Passage provided:
+++

Want a surefire way to increase tenant demand for your rental? Take down the No-Pets Allowed sign.

The decision about whether to allow pets is a tough one for many owners, and there are no right or wrong answers. But some surveys show that nearly 75 percent of renters own pets. That’s a huge pool of potential tenants to turn away.

Tenants who find a welcoming home for Fluffy are also more likely to stay longer, which can reduce vacancy time. For owners renting their property as an investment, being pet-friendly makes good business sense.

But allowing pets isn’t always the right answer for owners renting out a home they plan to return to. For owners who have pets themselves, allowing renters to keep a cat, dog or goldfish will likely make leasing the home faster and easier. For those who haven’t had pets, keeping the rental pet-free is a reasonable choice.

According to a recent survey by Apartments.com, 9 out of 10 renters said deciding where to live hinged on the landlord’s pet policies. Seventy-two percent of renters said they owned pets.

Protecting Your Property When Allowing Pets

How can you avoid the dog that barks day and night and chews the cabinets, or the kitty that favors the closet floor over a litter box? Finding responsible pet owners is key to protecting your property and neighbors’ sanity.

The Humane Society suggests that landlords check references on both the tenant and their animal, including calling prior landlords, the veterinarian and neighbors to ensure the animal behaves and won’t cause serious damage.

The organization suggests owners limit the number of pets allowed in each unit and approve pets on a case-by-case basis, rather that create limits based on size or breed. The Humane Society recommends creating a pet policy that outlines acceptable pet behavior and requires that all pets be licensed, up-to-date on vaccinations and spayed or neutered.

Deposits and Fees

Beyond policies, landlords often charge extra deposits, fees or pet rent to limit risk and cover the cost of additional cleaning or wear and tear animals can cause to the unit, building and grounds. In the Apartments.com survey, nearly 80 percent of renters said they had to pay a fee or deposit for pets, with more than half paying $200 or more per year.

Be aware of what’s customary in your neighborhood plus local laws when deciding how much of a fee or deposit to charge.

+++

[Data records]
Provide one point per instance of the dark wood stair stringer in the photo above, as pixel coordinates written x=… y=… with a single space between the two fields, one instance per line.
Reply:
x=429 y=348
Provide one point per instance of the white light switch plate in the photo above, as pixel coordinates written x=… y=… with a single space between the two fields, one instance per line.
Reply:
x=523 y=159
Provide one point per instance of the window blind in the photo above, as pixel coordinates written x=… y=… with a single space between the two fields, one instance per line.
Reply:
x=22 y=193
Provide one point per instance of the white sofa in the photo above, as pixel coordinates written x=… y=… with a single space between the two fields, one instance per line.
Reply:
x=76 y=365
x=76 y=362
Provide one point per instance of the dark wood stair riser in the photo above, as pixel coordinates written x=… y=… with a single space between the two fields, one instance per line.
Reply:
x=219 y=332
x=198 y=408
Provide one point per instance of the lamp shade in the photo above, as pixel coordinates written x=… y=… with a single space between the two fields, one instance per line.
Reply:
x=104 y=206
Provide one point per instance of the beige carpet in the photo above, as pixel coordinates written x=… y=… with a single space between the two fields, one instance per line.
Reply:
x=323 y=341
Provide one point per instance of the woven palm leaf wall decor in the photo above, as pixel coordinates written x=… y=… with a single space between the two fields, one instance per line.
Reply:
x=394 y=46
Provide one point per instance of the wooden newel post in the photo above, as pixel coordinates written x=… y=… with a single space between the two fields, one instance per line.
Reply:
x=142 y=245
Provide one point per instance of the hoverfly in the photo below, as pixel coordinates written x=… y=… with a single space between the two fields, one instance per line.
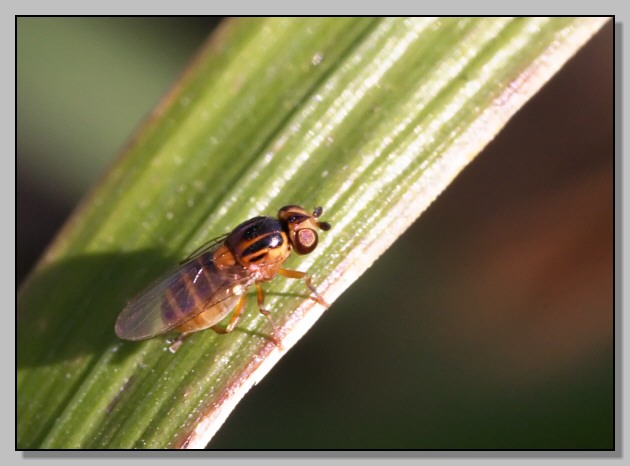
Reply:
x=213 y=281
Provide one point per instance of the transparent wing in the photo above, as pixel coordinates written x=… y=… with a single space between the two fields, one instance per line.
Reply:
x=193 y=287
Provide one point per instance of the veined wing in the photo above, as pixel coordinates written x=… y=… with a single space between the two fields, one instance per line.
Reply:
x=193 y=287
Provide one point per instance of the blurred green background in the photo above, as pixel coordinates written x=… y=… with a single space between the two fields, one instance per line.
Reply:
x=488 y=325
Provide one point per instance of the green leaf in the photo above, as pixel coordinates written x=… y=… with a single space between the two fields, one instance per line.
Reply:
x=370 y=118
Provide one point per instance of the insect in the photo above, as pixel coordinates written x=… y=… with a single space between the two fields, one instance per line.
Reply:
x=213 y=281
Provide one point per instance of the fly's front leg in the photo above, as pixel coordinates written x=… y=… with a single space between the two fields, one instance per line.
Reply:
x=307 y=281
x=260 y=295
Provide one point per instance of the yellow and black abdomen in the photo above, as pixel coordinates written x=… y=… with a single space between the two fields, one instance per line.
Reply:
x=201 y=285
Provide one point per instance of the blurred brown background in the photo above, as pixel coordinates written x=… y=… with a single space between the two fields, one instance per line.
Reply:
x=488 y=325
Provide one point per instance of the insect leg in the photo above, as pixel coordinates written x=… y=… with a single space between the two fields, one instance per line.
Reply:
x=260 y=296
x=307 y=281
x=236 y=316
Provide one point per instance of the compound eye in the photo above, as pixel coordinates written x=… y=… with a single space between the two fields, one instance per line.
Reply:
x=305 y=241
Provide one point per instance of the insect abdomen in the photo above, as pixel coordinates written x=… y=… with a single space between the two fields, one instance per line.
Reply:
x=194 y=290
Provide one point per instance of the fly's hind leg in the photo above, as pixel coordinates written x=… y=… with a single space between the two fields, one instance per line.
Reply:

+++

Work request: Reproduce the article above on allowing pets in rental properties in full, word for word.

Task response:
Want a surefire way to increase tenant demand for your rental? Take down the No-Pets Allowed sign.

The decision about whether to allow pets is a tough one for many owners, and there are no right or wrong answers. But some surveys show that nearly 75 percent of renters own pets. That’s a huge pool of potential tenants to turn away.

Tenants who find a welcoming home for Fluffy are also more likely to stay longer, which can reduce vacancy time. For owners renting their property as an investment, being pet-friendly makes good business sense.

But allowing pets isn’t always the right answer for owners renting out a home they plan to return to. For owners who have pets themselves, allowing renters to keep a cat, dog or goldfish will likely make leasing the home faster and easier. For those who haven’t had pets, keeping the rental pet-free is a reasonable choice.

According to a recent survey by Apartments.com, 9 out of 10 renters said deciding where to live hinged on the landlord’s pet policies. Seventy-two percent of renters said they owned pets.

Protecting Your Property When Allowing Pets

How can you avoid the dog that barks day and night and chews the cabinets, or the kitty that favors the closet floor over a litter box? Finding responsible pet owners is key to protecting your property and neighbors’ sanity.

The Humane Society suggests that landlords check references on both the tenant and their animal, including calling prior landlords, the veterinarian and neighbors to ensure the animal behaves and won’t cause serious damage.

The organization suggests owners limit the number of pets allowed in each unit and approve pets on a case-by-case basis, rather that create limits based on size or breed. The Humane Society recommends creating a pet policy that outlines acceptable pet behavior and requires that all pets be licensed, up-to-date on vaccinations and spayed or neutered.

Deposits and Fees

Beyond policies, landlords often charge extra deposits, fees or pet rent to limit risk and cover the cost of additional cleaning or wear and tear animals can cause to the unit, building and grounds. In the Apartments.com survey, nearly 80 percent of renters said they had to pay a fee or deposit for pets, with more than half paying $200 or more per year.

Be aware of what’s customary in your neighborhood plus local laws when deciding how much of a fee or deposit to charge.